Неплохо выглядит доход другого заместителя – Ольги Скоробогатовой, (красивая банкирская фамилия!), он составил 53,2 миллиона рублей. У других членов совета директоров и заместителей Председателя ЦБ доходы на этом фоне выглядят поскромнее, но тоже вполне достойные, от 17,5 миллиона у Василия Позднышева до 42,9 миллиона рублей у главного бухгалтера Андрея Кружалова.
Поражает непоследовательность Председателя ЦБ: пару недель назад Эльвира Набиуллина поддержала идею Минэкономразвития о том, что бороться с инфляцией целесообразно, ограничивая уровень зарплат населения. И в то же время или чуть раньше проиндексировала выплаты своим подчинённым на фантастические для абсолютного большинства населения суммы! Да зарплаты только руководящего звена ЦБ разгоняют инфляцию гораздо сильнее, чем увеличение хотя бы на один процент уровня доходов жителей среднероссийского областного центра! И не было бы гораздо правильнее начать борьбу с инфляцией с себя, доведя уровень выплат если и не до зарплаты командующего Российской гвардией (напомню, она составляет 54 тысячи рублей в месяц), то хотя бы до доходов президента Путина (8 миллионов 891 тысяча рублей)?»
Доход по декларации Эльвиры Набиуллиной в 2015 г. составил за месяц 1 млн 825 тысяч рублей, за один день в среднем, включая выходные, – 60 тысяч рублей.
Ю.Ю.Болдырев: «Проверять ЦБ Счётная палата может исключительно с согласия Национального банковского совета, в котором контрольный пакет голосов, разумеется, у президента, правительства и самого подконтрольного – Центрального банка».

## Задание 1
Проверьте, соответствуют ли фрагменту документа утверждения (а), (б) и (в). Для каждого ответьте «да» или «нет» и дословно процитируйте решающие слова фрагмента.

(а) Доход Василия Позднышева составил 17,5 миллиона рублей.
(б) Эльвира Набиуллина выступила против идеи Минэкономразвития ограничивать уровень зарплат.
(в) По словам Ю.Ю.Болдырева, Счётная палата может проверять ЦБ без чьего-либо согласия.
## Задание 2
Каким был, согласно фрагменту документа, средний доход Эльвиры Набиуллиной за один день в 2015 году с учётом выходных?

## Показанные строки
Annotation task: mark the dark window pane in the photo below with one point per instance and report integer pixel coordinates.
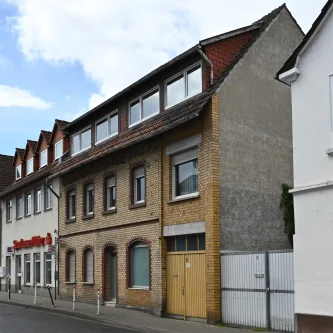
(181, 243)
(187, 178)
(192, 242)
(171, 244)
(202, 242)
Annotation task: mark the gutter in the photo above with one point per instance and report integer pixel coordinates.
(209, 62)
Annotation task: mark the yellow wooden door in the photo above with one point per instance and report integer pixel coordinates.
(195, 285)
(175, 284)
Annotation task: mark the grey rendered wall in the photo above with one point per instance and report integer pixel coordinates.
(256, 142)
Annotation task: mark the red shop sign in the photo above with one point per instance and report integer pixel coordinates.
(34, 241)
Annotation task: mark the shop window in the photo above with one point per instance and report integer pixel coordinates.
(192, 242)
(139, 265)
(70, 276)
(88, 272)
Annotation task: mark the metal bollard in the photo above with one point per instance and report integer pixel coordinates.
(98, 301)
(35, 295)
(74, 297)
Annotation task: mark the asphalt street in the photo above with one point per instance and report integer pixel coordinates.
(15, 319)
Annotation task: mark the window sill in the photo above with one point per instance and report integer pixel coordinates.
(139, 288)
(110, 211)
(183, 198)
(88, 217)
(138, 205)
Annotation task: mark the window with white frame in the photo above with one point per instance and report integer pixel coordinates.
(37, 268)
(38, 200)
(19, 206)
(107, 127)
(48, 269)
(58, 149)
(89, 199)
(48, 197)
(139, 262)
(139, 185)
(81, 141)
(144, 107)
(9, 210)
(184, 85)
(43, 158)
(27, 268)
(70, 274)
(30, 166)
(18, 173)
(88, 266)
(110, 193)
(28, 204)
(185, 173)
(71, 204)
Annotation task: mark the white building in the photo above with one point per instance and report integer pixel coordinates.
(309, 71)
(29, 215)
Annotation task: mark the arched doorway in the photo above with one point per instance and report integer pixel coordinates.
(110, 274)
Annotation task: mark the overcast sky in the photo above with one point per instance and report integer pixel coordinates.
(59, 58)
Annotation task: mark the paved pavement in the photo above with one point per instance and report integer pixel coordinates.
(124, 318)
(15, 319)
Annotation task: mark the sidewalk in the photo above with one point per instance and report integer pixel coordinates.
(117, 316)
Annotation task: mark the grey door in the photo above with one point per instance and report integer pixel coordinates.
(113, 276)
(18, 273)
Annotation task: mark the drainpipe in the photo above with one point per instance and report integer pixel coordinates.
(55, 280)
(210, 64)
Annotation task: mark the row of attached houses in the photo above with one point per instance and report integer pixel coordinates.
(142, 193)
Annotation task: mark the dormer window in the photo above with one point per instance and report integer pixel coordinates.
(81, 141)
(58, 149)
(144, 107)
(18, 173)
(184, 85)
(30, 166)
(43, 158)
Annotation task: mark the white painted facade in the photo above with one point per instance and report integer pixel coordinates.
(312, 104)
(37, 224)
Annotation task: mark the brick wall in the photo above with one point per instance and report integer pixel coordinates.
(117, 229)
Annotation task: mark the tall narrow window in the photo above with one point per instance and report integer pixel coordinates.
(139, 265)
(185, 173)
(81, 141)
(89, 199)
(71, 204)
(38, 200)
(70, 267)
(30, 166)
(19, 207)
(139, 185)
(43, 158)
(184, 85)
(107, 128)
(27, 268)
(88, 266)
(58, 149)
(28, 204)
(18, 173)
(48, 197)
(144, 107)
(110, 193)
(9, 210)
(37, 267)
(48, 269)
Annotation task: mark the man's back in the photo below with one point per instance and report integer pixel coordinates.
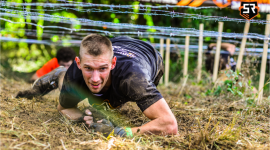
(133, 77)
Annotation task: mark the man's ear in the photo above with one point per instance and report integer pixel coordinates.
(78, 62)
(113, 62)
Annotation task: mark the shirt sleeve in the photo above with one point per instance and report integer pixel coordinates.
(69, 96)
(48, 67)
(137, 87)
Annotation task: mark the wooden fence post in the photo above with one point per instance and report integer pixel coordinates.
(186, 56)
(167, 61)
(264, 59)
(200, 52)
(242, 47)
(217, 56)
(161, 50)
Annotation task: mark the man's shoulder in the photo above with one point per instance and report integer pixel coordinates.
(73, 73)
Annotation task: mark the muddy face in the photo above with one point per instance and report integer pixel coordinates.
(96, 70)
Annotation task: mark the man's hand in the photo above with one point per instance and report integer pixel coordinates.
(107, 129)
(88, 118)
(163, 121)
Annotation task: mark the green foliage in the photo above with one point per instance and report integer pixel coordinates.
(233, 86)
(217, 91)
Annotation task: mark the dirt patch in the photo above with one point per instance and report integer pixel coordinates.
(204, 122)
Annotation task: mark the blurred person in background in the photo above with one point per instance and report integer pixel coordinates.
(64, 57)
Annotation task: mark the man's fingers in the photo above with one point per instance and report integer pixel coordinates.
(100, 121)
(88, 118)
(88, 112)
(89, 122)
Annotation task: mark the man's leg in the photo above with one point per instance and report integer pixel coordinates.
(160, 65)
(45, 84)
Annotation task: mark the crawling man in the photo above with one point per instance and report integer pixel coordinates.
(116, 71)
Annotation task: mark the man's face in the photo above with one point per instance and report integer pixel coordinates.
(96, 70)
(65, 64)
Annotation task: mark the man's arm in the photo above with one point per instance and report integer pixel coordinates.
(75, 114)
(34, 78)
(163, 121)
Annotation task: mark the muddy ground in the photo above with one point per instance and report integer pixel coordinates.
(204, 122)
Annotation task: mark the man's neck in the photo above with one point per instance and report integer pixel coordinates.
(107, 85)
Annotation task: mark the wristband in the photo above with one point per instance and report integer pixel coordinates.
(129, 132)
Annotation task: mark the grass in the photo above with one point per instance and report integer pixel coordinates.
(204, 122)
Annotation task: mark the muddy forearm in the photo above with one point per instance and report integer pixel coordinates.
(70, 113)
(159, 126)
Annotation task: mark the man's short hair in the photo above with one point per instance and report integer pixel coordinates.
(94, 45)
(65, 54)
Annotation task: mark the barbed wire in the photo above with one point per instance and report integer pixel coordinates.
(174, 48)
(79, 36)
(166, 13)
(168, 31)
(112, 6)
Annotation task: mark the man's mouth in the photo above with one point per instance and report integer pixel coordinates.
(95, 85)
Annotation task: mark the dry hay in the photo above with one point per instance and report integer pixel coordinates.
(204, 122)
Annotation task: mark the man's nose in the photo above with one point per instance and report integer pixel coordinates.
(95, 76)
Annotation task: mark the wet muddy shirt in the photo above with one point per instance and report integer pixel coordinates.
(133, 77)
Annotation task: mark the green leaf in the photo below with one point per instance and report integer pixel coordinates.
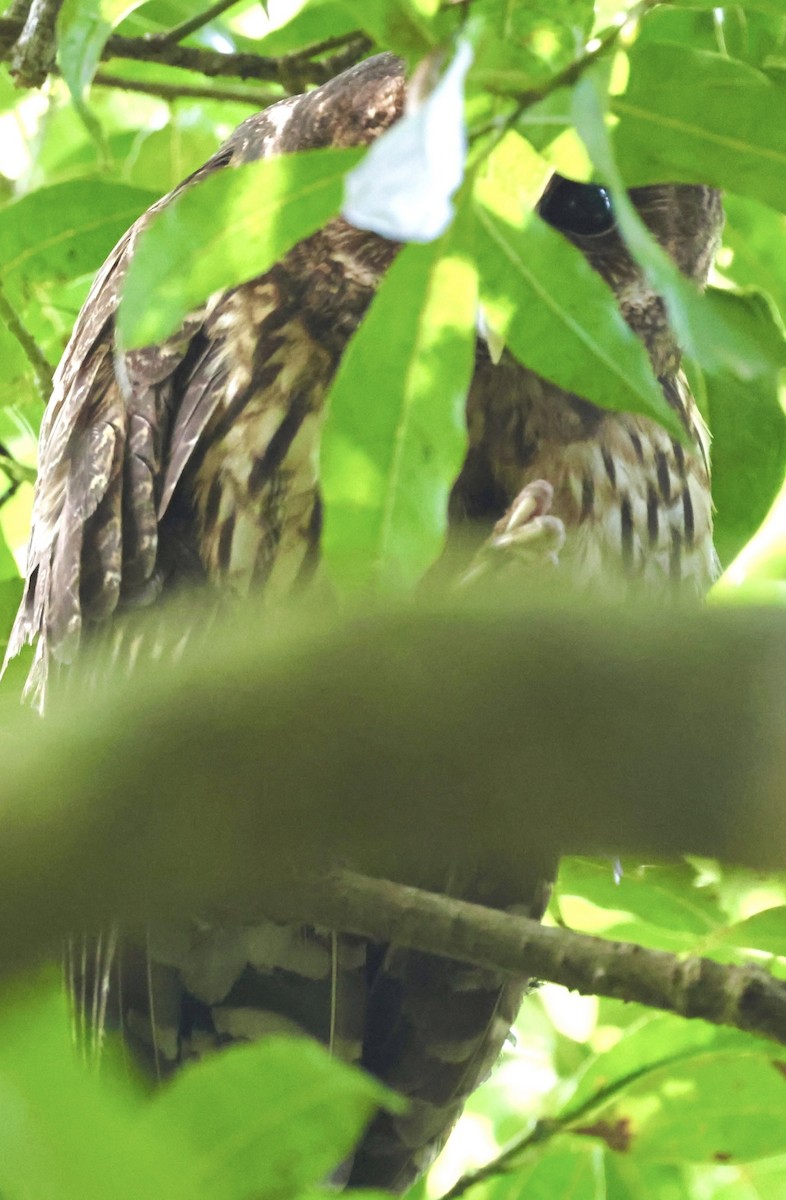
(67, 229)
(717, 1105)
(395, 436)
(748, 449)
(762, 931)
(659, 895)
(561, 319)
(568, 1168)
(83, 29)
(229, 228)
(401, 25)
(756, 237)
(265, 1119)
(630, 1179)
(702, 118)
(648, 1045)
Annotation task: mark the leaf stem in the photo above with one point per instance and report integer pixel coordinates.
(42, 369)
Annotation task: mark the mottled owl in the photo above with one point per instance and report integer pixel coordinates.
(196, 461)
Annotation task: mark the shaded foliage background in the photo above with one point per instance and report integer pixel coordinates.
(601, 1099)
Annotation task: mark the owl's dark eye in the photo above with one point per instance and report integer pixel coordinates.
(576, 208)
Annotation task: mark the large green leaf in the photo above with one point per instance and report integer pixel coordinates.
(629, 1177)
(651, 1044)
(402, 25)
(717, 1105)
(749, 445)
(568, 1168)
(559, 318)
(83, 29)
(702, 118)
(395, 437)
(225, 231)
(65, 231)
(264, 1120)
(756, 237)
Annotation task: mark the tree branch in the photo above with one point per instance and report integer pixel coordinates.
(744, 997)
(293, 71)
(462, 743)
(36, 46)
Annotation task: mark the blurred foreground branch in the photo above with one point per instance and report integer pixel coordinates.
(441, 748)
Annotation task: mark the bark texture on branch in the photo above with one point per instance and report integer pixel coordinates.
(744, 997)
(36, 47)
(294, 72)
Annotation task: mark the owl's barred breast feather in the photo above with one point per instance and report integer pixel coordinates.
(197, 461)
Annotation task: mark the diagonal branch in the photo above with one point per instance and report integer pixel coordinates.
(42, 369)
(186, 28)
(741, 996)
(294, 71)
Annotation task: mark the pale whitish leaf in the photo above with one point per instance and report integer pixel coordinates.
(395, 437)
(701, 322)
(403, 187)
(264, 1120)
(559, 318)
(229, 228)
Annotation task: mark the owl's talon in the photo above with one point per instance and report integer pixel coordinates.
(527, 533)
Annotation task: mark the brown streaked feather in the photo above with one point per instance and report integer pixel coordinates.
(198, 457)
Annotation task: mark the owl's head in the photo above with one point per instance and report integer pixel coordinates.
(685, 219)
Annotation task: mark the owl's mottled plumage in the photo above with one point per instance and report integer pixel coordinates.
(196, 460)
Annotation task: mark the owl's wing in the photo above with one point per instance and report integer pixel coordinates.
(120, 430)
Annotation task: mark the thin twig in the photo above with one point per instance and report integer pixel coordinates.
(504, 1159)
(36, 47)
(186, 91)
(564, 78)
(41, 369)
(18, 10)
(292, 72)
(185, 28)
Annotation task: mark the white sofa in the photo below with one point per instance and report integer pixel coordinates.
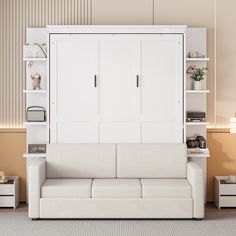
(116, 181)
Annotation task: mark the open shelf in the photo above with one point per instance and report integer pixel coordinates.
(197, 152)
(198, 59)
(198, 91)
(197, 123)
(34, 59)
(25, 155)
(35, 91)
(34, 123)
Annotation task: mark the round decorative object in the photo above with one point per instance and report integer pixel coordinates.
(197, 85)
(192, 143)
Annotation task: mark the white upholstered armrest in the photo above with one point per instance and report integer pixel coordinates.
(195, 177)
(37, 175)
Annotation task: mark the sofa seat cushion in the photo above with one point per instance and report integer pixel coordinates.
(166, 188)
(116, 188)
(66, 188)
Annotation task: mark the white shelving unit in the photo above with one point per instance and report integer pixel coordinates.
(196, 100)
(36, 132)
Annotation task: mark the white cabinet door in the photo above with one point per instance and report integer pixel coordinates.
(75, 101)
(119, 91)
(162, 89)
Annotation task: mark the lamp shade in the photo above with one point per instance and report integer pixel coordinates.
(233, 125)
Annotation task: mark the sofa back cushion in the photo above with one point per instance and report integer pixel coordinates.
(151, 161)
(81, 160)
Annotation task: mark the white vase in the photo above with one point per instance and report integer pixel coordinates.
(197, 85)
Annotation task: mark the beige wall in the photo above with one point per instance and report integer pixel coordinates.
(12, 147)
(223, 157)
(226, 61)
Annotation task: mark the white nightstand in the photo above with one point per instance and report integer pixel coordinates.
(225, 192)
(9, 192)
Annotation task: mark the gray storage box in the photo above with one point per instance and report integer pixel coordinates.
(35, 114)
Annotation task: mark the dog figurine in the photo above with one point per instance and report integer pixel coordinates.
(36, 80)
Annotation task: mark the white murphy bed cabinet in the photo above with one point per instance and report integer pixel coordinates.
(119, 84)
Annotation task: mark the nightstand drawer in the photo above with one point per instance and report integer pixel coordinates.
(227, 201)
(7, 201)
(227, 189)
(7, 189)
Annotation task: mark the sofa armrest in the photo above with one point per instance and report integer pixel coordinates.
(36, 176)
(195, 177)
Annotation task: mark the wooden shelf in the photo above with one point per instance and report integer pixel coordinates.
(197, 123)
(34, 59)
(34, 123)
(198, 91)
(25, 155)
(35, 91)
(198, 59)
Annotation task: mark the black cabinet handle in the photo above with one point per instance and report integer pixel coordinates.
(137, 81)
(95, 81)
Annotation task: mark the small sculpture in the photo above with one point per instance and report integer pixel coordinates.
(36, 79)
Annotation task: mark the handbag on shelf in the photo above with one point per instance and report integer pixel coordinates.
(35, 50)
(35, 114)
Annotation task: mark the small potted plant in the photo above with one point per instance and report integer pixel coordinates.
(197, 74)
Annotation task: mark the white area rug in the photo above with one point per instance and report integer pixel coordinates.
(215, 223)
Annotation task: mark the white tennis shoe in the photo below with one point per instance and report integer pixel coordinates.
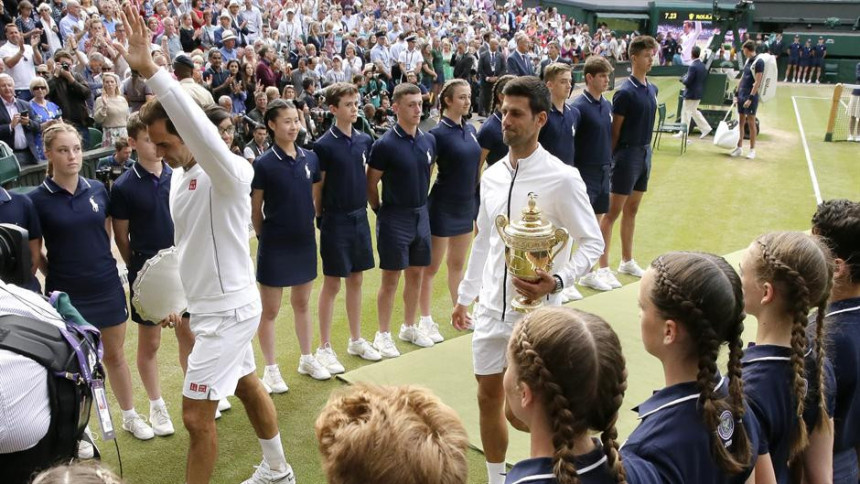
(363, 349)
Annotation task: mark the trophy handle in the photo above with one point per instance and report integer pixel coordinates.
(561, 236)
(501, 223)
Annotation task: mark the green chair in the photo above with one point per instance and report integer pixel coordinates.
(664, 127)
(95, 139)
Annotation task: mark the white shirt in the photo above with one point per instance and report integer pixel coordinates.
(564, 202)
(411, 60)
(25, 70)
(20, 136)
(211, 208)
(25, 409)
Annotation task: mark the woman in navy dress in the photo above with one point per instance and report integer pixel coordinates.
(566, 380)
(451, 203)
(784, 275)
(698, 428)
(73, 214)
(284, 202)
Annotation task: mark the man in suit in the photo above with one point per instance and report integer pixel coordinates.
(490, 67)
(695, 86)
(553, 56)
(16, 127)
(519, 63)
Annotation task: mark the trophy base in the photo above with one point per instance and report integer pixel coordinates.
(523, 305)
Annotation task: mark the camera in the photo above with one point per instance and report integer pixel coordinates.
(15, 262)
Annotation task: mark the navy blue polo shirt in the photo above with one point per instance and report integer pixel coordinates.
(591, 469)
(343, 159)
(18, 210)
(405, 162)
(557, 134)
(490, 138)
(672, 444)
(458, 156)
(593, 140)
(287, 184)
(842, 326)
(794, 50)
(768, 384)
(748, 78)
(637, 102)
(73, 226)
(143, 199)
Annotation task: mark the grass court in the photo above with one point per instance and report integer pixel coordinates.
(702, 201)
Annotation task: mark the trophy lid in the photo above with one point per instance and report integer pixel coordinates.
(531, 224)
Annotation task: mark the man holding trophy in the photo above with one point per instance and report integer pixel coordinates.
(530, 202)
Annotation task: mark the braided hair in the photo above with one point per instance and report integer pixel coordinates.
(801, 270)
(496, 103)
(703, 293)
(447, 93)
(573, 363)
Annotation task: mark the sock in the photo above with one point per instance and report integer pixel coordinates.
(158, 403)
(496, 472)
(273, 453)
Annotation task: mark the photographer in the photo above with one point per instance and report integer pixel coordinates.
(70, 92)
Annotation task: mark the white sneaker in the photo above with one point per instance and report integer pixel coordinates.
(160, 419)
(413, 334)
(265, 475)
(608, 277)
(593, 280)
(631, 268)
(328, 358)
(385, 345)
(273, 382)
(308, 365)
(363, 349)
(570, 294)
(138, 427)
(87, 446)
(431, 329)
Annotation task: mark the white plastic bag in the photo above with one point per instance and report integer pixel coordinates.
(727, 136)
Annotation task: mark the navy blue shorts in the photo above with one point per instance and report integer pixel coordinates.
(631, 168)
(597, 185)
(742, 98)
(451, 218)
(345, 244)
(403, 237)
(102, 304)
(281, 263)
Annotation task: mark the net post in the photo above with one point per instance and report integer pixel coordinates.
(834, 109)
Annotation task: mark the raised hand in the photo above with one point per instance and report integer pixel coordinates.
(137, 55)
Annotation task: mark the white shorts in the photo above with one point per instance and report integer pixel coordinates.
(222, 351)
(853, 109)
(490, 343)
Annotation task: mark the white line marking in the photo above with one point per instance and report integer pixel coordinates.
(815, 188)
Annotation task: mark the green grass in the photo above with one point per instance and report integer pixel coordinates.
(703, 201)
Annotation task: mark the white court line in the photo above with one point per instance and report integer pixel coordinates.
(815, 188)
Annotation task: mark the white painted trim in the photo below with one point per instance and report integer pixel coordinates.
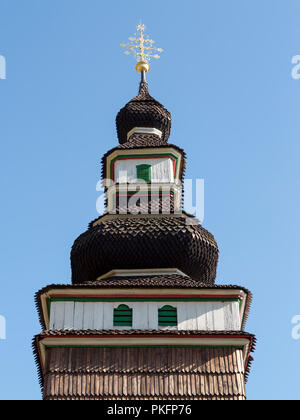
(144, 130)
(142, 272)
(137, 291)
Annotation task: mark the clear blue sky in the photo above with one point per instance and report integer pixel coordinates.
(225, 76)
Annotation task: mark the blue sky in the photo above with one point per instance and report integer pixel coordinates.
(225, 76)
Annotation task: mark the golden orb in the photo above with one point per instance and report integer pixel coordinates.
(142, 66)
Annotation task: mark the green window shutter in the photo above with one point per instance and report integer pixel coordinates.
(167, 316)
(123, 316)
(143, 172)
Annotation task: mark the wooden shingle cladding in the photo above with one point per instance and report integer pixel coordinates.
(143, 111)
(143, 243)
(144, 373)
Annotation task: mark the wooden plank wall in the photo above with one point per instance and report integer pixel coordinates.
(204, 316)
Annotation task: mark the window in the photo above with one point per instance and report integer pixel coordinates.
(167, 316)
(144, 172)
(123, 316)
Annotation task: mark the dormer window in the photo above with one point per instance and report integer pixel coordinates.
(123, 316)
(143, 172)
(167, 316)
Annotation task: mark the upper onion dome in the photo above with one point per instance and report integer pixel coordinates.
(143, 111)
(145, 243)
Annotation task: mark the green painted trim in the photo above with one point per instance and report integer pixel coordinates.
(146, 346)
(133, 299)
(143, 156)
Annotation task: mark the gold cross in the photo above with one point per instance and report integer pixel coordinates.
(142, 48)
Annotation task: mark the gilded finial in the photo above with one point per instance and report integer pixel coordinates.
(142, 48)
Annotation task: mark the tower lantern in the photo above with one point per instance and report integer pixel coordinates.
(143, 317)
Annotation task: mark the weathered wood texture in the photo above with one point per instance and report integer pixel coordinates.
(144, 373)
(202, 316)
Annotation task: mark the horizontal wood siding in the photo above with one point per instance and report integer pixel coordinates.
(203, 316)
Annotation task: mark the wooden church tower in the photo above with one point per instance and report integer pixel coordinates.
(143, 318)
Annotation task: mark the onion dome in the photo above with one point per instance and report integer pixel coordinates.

## Письменный ответ 1
(а) Да: «от 17,5 миллиона у Василия Позднышева».
(б) Нет: «Эльвира Набиуллина поддержала идею Минэкономразвития».
(в) Нет: «исключительно с согласия Национального банковского совета».

## Письменный ответ 2
60 тысяч рублей.